▸ Exercise details:
In the email about orthodox economic equations, which variable does Bill Williams choose to treat as the independent variable?

[From Bill Powers (2001.11.16.0811 MST)]

[I'm going off-line with this, because this post is a disaster and we have

to decide what to do about it. The"orthodox equations" you present are a

complete sham, and I have to know the extent to which your self-esteem

depends on their validity. If you had known more mathematics and more about

modeling systems you would have seen through the smokescreen, but evidently

you didn't, unless you're holding back on stating your actual opinion of

the orthodox treatment. I deleted a long post when I realized that my

efforts to make sense of the "mathematical" manipulations were futile, and

that to say what I really thought on CSGnet would be a disservice to you.

So basically, I'm starting this post over and sending it directly to you

instead of the net.

Last-minute note. Insead of dwelling overlong on what was wrong with the

orthodox approach you described, I will spend some time showing how to

build up a model systematically starting with valid mathematical forms and

manipulations. You're welcome, of course, to correct basic design features,

but be cautious about messing with the treatment of rates and quantities.

]

Bill Williams (2001.11.16) --

>Orthodox economists have introduced time into

>there static analysis by way of references to the market day, the short

>run and the long run. I would prefer to avoid, because I think this

>approach contains inconsistences to work only with a simultaneous

>equation model so that:

>

> Y/t = C/ + I/t : The time rate of income equals the time rate of

> consumption plus the time rate of Investment.

>

> and

>

> Y/t = C/t + S/t : Substituting time rate of savings

>

>

> A choice must be made whether to treat I/t or S/t as the independent

>variable. I'm choosing to make I/t the independent variable which determines

>S/t.

---------------------------------------------------------------

Let's look at the above two equations.

First, these are not "rate equations". Dividing by t is not how to take a

first time-derivative. What you (they?) should have written is

dY/dt = dC/dt + dI/dt, where the "d"s indicate infinitesimal changes.

If you say dI/dt = dS/dt, then it follows, as you said, that

dY/dt = dC/dt + dS/dt.

HOWEVER: You've _assumed_ here that the savings rate is equal to the

investment rate. Since you've assumed this, there is no question of

proving that the assertion is true, and what the model that results does

will depend entirely on the truth of the assumption. I'll try to show you

what one of the implications of this assumption is.

▸ Information supplied:
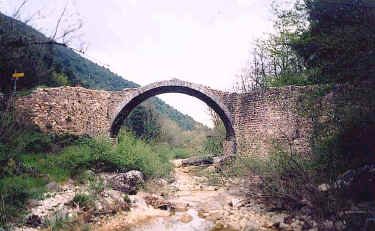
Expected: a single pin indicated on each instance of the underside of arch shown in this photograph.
(141, 95)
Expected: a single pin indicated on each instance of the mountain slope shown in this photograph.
(24, 49)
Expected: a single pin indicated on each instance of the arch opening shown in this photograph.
(172, 86)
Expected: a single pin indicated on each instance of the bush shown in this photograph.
(14, 193)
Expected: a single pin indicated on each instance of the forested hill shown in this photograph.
(25, 49)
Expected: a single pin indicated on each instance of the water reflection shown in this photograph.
(181, 221)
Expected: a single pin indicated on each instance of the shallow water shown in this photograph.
(181, 221)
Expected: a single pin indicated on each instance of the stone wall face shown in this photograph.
(72, 110)
(258, 117)
(264, 119)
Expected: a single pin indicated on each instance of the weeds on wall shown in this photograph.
(343, 128)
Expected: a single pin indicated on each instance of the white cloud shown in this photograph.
(205, 42)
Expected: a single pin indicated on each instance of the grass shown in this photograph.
(24, 175)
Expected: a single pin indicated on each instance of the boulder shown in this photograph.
(52, 187)
(358, 184)
(197, 160)
(127, 182)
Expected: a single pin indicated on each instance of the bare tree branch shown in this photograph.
(17, 13)
(59, 21)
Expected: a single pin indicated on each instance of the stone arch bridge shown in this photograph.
(252, 118)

▸ Task output:
I/t, the time rate of investment, which he says determines S/t.